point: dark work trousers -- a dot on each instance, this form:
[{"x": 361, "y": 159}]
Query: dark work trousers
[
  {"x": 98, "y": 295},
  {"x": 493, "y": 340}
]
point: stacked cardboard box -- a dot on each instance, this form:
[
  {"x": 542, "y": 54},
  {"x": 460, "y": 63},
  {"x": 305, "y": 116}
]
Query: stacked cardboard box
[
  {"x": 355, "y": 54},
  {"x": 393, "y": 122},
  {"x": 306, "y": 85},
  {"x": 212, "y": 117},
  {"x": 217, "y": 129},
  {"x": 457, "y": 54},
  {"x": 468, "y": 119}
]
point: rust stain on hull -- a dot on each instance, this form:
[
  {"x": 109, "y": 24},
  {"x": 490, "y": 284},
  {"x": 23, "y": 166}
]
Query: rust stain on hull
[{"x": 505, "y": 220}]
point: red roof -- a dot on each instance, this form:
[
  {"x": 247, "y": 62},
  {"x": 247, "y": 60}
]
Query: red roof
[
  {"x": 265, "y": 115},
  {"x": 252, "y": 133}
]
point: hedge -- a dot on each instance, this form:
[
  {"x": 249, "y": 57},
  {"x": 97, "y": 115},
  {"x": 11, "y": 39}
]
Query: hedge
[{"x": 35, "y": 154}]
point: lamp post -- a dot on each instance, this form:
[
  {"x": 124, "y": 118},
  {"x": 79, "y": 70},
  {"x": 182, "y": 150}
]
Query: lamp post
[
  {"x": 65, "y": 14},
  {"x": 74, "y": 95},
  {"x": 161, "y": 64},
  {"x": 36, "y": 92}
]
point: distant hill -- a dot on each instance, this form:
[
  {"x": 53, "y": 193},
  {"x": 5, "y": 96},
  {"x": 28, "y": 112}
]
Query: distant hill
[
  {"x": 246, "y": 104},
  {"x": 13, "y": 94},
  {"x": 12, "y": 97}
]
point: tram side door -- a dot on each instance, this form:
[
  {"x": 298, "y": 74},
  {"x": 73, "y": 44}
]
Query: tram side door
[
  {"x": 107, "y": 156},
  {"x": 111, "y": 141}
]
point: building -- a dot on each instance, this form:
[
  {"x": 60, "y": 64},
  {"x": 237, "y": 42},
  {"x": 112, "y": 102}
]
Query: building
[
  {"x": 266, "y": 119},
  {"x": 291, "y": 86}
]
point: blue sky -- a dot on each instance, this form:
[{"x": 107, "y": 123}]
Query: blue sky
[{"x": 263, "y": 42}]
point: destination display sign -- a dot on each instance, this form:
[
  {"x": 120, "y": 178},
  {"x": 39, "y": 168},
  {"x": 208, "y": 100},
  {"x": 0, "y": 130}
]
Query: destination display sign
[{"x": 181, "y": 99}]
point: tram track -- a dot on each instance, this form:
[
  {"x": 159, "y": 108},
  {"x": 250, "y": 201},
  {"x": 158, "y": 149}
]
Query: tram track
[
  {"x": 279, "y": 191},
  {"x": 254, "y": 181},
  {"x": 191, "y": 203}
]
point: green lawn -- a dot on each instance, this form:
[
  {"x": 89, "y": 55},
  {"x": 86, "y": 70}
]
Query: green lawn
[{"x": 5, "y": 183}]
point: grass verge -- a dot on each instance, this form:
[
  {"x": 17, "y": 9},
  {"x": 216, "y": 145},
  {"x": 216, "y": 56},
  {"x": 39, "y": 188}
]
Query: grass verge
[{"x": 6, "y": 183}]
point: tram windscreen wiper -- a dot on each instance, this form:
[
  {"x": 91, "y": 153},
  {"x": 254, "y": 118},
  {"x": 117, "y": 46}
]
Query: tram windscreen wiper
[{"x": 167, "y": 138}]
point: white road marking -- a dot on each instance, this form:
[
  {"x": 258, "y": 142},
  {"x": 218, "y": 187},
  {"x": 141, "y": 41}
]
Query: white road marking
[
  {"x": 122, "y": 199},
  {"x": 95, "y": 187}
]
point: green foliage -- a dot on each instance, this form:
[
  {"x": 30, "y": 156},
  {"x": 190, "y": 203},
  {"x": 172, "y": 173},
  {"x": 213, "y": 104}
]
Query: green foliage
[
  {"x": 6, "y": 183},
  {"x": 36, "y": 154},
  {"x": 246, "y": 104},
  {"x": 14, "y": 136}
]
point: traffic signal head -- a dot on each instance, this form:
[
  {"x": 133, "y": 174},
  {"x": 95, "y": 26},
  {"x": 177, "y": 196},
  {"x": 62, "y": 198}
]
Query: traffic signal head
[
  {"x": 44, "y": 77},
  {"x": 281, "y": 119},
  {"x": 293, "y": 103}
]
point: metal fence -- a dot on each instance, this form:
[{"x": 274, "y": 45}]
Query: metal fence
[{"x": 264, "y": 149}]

○ ○ ○

JOB:
Can you transcribe all of the records above line by line, keeping every character unchanged?

OUTPUT FOR THIS TASK:
point: dark work trousers -- a dot on each instance, this form:
[{"x": 361, "y": 159}]
Query: dark work trousers
[
  {"x": 98, "y": 295},
  {"x": 493, "y": 340}
]
point: stacked cardboard box -- a dot on each instance, this form:
[
  {"x": 542, "y": 54},
  {"x": 460, "y": 63},
  {"x": 305, "y": 116}
]
Query: stacked cardboard box
[
  {"x": 355, "y": 54},
  {"x": 393, "y": 122},
  {"x": 306, "y": 85},
  {"x": 212, "y": 117},
  {"x": 217, "y": 129},
  {"x": 457, "y": 54},
  {"x": 468, "y": 119}
]
point: rust stain on hull -- a dot on each instance, this form:
[
  {"x": 109, "y": 24},
  {"x": 490, "y": 284},
  {"x": 23, "y": 166}
]
Query: rust stain on hull
[{"x": 505, "y": 220}]
point: red roof -- a dot on each instance, this form:
[
  {"x": 247, "y": 62},
  {"x": 247, "y": 60}
]
Query: red roof
[
  {"x": 265, "y": 115},
  {"x": 252, "y": 133}
]
point: hedge -- a dot on each instance, this form:
[
  {"x": 249, "y": 57},
  {"x": 97, "y": 115},
  {"x": 11, "y": 39}
]
Query: hedge
[{"x": 35, "y": 154}]
point: lamp post -- a dot on each instance, this form:
[
  {"x": 124, "y": 118},
  {"x": 79, "y": 70},
  {"x": 182, "y": 150}
]
Query: lamp post
[
  {"x": 65, "y": 14},
  {"x": 74, "y": 95},
  {"x": 161, "y": 64},
  {"x": 36, "y": 92}
]
point: distant hill -- a dot on each instance, this form:
[
  {"x": 53, "y": 193},
  {"x": 5, "y": 96},
  {"x": 28, "y": 112}
]
Query: distant hill
[
  {"x": 246, "y": 104},
  {"x": 13, "y": 94},
  {"x": 12, "y": 97}
]
point: tram side door -- a dot on each instance, this form:
[
  {"x": 298, "y": 74},
  {"x": 73, "y": 44}
]
Query: tram side door
[
  {"x": 107, "y": 156},
  {"x": 111, "y": 141}
]
point: building -- a dot on each instance, this form:
[
  {"x": 60, "y": 64},
  {"x": 237, "y": 42},
  {"x": 112, "y": 102}
]
Query: building
[
  {"x": 266, "y": 119},
  {"x": 291, "y": 86}
]
point: blue sky -- a dot on each instance, this form:
[{"x": 107, "y": 123}]
Query: blue sky
[{"x": 263, "y": 42}]
point: destination display sign -- a dot on each instance, this form:
[
  {"x": 120, "y": 178},
  {"x": 39, "y": 168},
  {"x": 208, "y": 100},
  {"x": 0, "y": 130}
]
Query: destination display sign
[{"x": 181, "y": 99}]
point: tram track -- a dot on each instance, this form:
[
  {"x": 159, "y": 108},
  {"x": 250, "y": 201},
  {"x": 158, "y": 149}
]
Query: tram track
[
  {"x": 279, "y": 191},
  {"x": 254, "y": 181},
  {"x": 191, "y": 203}
]
point: green lawn -- a dot on each instance, this form:
[
  {"x": 89, "y": 55},
  {"x": 86, "y": 70}
]
Query: green lawn
[{"x": 5, "y": 183}]
point: grass verge -- a dot on each instance, this form:
[
  {"x": 17, "y": 9},
  {"x": 216, "y": 145},
  {"x": 216, "y": 56},
  {"x": 39, "y": 188}
]
Query: grass verge
[{"x": 6, "y": 183}]
point: tram windscreen wiper -- a dot on each instance, this form:
[
  {"x": 91, "y": 153},
  {"x": 254, "y": 118},
  {"x": 117, "y": 46}
]
Query: tram windscreen wiper
[{"x": 167, "y": 138}]
point: white road marking -- a dot on each instance, this form:
[
  {"x": 258, "y": 142},
  {"x": 218, "y": 187},
  {"x": 141, "y": 41}
]
Query: white road marking
[
  {"x": 122, "y": 199},
  {"x": 95, "y": 187}
]
point: green foliage -- a dot on each instance, this form:
[
  {"x": 30, "y": 156},
  {"x": 190, "y": 203},
  {"x": 172, "y": 173},
  {"x": 213, "y": 104}
]
Query: green foliage
[
  {"x": 6, "y": 183},
  {"x": 36, "y": 154},
  {"x": 246, "y": 104},
  {"x": 14, "y": 136}
]
point: traffic signal head -- a dot on each instance, this form:
[
  {"x": 133, "y": 174},
  {"x": 95, "y": 26},
  {"x": 177, "y": 196},
  {"x": 62, "y": 198}
]
Query: traffic signal head
[
  {"x": 44, "y": 77},
  {"x": 281, "y": 119},
  {"x": 293, "y": 103}
]
point: metal fence -- a dot on each instance, this form:
[{"x": 274, "y": 45}]
Query: metal fence
[{"x": 264, "y": 149}]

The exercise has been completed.